[STATED GOAL]: Write out every entry exactly as it appears.

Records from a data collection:
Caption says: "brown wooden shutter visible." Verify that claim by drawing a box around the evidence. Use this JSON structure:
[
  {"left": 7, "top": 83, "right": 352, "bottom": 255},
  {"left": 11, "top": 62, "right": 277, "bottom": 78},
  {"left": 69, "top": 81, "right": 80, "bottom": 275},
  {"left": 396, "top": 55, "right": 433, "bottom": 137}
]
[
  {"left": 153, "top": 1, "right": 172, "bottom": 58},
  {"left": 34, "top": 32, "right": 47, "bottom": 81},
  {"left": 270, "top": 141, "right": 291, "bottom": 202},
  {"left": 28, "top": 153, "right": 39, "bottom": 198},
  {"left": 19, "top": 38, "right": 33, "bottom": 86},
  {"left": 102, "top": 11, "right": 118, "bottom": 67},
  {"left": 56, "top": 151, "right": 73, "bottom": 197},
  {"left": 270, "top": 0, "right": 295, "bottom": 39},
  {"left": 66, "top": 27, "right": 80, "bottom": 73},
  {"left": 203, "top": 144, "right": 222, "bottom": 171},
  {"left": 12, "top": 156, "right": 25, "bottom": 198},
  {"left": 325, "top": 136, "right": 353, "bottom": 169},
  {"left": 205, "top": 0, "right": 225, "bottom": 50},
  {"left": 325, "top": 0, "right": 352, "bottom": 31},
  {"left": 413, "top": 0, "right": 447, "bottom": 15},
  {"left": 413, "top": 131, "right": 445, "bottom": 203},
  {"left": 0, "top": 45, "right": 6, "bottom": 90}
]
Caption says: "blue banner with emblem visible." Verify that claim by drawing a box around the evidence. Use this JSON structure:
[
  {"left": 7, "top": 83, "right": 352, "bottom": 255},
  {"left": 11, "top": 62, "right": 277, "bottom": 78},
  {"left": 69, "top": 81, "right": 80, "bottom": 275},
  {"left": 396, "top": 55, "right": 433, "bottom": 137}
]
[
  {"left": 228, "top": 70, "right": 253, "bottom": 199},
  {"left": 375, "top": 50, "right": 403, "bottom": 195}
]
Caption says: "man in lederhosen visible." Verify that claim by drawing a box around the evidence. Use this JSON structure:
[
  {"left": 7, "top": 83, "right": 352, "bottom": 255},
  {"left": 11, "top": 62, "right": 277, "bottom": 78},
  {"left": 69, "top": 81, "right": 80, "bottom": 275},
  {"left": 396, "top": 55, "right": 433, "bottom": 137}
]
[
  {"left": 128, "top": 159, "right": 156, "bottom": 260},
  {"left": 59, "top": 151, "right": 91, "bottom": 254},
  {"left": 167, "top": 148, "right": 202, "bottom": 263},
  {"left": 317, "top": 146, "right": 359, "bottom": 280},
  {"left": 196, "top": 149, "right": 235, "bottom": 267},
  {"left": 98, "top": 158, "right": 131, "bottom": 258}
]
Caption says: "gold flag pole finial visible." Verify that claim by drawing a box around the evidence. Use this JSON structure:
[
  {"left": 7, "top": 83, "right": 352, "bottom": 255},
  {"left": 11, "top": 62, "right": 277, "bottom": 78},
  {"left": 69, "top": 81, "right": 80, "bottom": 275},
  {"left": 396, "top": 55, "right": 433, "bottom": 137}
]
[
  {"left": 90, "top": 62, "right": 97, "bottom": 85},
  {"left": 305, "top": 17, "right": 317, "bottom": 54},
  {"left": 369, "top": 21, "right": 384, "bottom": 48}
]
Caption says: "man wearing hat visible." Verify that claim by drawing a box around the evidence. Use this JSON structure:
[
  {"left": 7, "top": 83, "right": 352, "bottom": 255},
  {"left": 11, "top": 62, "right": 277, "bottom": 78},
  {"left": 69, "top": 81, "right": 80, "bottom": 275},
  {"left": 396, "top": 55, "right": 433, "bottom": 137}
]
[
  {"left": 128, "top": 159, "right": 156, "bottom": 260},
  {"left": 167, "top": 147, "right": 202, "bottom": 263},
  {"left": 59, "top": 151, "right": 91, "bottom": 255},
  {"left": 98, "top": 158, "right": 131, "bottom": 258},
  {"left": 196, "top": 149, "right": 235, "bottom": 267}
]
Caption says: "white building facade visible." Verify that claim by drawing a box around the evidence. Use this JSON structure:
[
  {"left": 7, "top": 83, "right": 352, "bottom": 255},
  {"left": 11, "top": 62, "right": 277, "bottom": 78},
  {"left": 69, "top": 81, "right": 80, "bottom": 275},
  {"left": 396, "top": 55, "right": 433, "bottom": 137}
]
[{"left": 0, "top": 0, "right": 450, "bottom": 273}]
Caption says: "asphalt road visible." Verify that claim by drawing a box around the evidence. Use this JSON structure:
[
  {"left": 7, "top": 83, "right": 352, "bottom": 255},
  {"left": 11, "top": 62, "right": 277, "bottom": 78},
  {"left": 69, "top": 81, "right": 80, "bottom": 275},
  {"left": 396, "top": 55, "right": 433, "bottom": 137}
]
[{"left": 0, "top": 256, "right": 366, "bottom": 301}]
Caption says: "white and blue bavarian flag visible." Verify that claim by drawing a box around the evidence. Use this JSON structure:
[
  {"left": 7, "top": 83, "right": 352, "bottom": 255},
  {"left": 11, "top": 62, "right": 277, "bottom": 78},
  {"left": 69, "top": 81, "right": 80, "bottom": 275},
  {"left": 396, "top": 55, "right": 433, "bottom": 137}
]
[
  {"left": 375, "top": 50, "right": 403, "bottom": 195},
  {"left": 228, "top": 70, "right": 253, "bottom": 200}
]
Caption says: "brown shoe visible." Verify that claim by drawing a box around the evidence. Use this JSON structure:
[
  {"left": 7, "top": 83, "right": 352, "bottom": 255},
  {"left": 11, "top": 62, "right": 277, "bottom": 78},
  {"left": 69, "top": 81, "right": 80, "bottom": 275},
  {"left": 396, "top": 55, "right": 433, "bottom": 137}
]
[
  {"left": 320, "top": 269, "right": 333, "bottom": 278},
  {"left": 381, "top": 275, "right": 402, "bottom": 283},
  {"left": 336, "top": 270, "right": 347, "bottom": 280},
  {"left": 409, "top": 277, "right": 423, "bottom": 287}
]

[SOLVED EXERCISE]:
Caption says: "brown wooden shutter visible." Verify that claim by drawing a box around the evidence. Use this JSON structure:
[
  {"left": 7, "top": 83, "right": 352, "bottom": 255},
  {"left": 11, "top": 62, "right": 277, "bottom": 78},
  {"left": 69, "top": 81, "right": 80, "bottom": 275},
  {"left": 396, "top": 55, "right": 433, "bottom": 137}
]
[
  {"left": 153, "top": 1, "right": 172, "bottom": 58},
  {"left": 34, "top": 32, "right": 47, "bottom": 81},
  {"left": 270, "top": 141, "right": 291, "bottom": 202},
  {"left": 28, "top": 153, "right": 39, "bottom": 198},
  {"left": 19, "top": 38, "right": 33, "bottom": 86},
  {"left": 102, "top": 11, "right": 118, "bottom": 67},
  {"left": 56, "top": 151, "right": 73, "bottom": 197},
  {"left": 270, "top": 0, "right": 295, "bottom": 39},
  {"left": 66, "top": 27, "right": 80, "bottom": 73},
  {"left": 203, "top": 144, "right": 222, "bottom": 171},
  {"left": 12, "top": 156, "right": 25, "bottom": 198},
  {"left": 325, "top": 136, "right": 353, "bottom": 169},
  {"left": 205, "top": 0, "right": 225, "bottom": 50},
  {"left": 325, "top": 0, "right": 352, "bottom": 31},
  {"left": 413, "top": 0, "right": 447, "bottom": 15},
  {"left": 413, "top": 131, "right": 445, "bottom": 203},
  {"left": 0, "top": 45, "right": 6, "bottom": 90}
]
Caption says: "blue banner with emblem visible." Verify that claim by drawing a box around the evidence. Use this JSON structure:
[
  {"left": 7, "top": 83, "right": 352, "bottom": 255},
  {"left": 11, "top": 62, "right": 277, "bottom": 78},
  {"left": 69, "top": 81, "right": 80, "bottom": 275},
  {"left": 396, "top": 55, "right": 433, "bottom": 137}
]
[
  {"left": 228, "top": 70, "right": 253, "bottom": 199},
  {"left": 375, "top": 50, "right": 403, "bottom": 195}
]
Caption says: "man in lederhosen visible." Verify that claim by drawing a box around the evidence. Use this JSON structure:
[
  {"left": 7, "top": 83, "right": 352, "bottom": 255},
  {"left": 11, "top": 62, "right": 277, "bottom": 78},
  {"left": 69, "top": 81, "right": 80, "bottom": 275},
  {"left": 396, "top": 55, "right": 433, "bottom": 137}
]
[
  {"left": 128, "top": 159, "right": 156, "bottom": 260},
  {"left": 59, "top": 151, "right": 91, "bottom": 254},
  {"left": 167, "top": 148, "right": 202, "bottom": 263},
  {"left": 317, "top": 146, "right": 359, "bottom": 280},
  {"left": 196, "top": 149, "right": 235, "bottom": 267},
  {"left": 98, "top": 158, "right": 131, "bottom": 258}
]
Caption says: "gold flag pole finial visible." Verify that claim by drawing a box around the evidence. Use this JSON structure:
[
  {"left": 7, "top": 83, "right": 352, "bottom": 255},
  {"left": 11, "top": 62, "right": 277, "bottom": 78},
  {"left": 69, "top": 81, "right": 80, "bottom": 275},
  {"left": 396, "top": 55, "right": 433, "bottom": 137}
]
[
  {"left": 90, "top": 62, "right": 97, "bottom": 85},
  {"left": 305, "top": 17, "right": 317, "bottom": 54},
  {"left": 369, "top": 21, "right": 384, "bottom": 48}
]
Caption says: "man wearing hat visible." Verify that claim by drawing a box around the evidence. Use this JSON structure:
[
  {"left": 7, "top": 83, "right": 352, "bottom": 255},
  {"left": 11, "top": 62, "right": 277, "bottom": 78},
  {"left": 69, "top": 81, "right": 80, "bottom": 275},
  {"left": 396, "top": 55, "right": 433, "bottom": 137}
]
[
  {"left": 128, "top": 159, "right": 156, "bottom": 260},
  {"left": 167, "top": 147, "right": 202, "bottom": 263},
  {"left": 59, "top": 151, "right": 91, "bottom": 255},
  {"left": 98, "top": 158, "right": 131, "bottom": 258},
  {"left": 196, "top": 149, "right": 235, "bottom": 267}
]
Caption says: "white building facade visible." Verify that claim by drawing a box around the evidence. Use this JSON structure:
[
  {"left": 7, "top": 83, "right": 352, "bottom": 255},
  {"left": 11, "top": 62, "right": 277, "bottom": 78},
  {"left": 69, "top": 81, "right": 80, "bottom": 275},
  {"left": 396, "top": 55, "right": 433, "bottom": 137}
]
[{"left": 0, "top": 0, "right": 450, "bottom": 273}]
Caption says: "asphalt road visible." Verify that claim by drawing a box around the evidence. Use this JSON structure:
[
  {"left": 7, "top": 83, "right": 352, "bottom": 255},
  {"left": 11, "top": 62, "right": 277, "bottom": 78},
  {"left": 69, "top": 81, "right": 80, "bottom": 275},
  {"left": 396, "top": 55, "right": 433, "bottom": 137}
]
[{"left": 0, "top": 256, "right": 366, "bottom": 301}]
Caption says: "white and blue bavarian flag visible." Verify that claim by drawing a box around the evidence. Use this JSON structure:
[
  {"left": 7, "top": 83, "right": 352, "bottom": 255},
  {"left": 11, "top": 62, "right": 277, "bottom": 78},
  {"left": 69, "top": 81, "right": 80, "bottom": 275},
  {"left": 396, "top": 55, "right": 433, "bottom": 137}
]
[
  {"left": 375, "top": 50, "right": 403, "bottom": 195},
  {"left": 228, "top": 70, "right": 253, "bottom": 200}
]
Caption says: "brown shoe visible." Verify that claim by drawing a box around the evidence. Use this JSON structure:
[
  {"left": 7, "top": 83, "right": 352, "bottom": 255},
  {"left": 11, "top": 62, "right": 277, "bottom": 78},
  {"left": 69, "top": 81, "right": 80, "bottom": 275},
  {"left": 396, "top": 55, "right": 433, "bottom": 137}
]
[
  {"left": 320, "top": 269, "right": 333, "bottom": 278},
  {"left": 381, "top": 275, "right": 402, "bottom": 283},
  {"left": 336, "top": 270, "right": 347, "bottom": 280},
  {"left": 409, "top": 277, "right": 423, "bottom": 287}
]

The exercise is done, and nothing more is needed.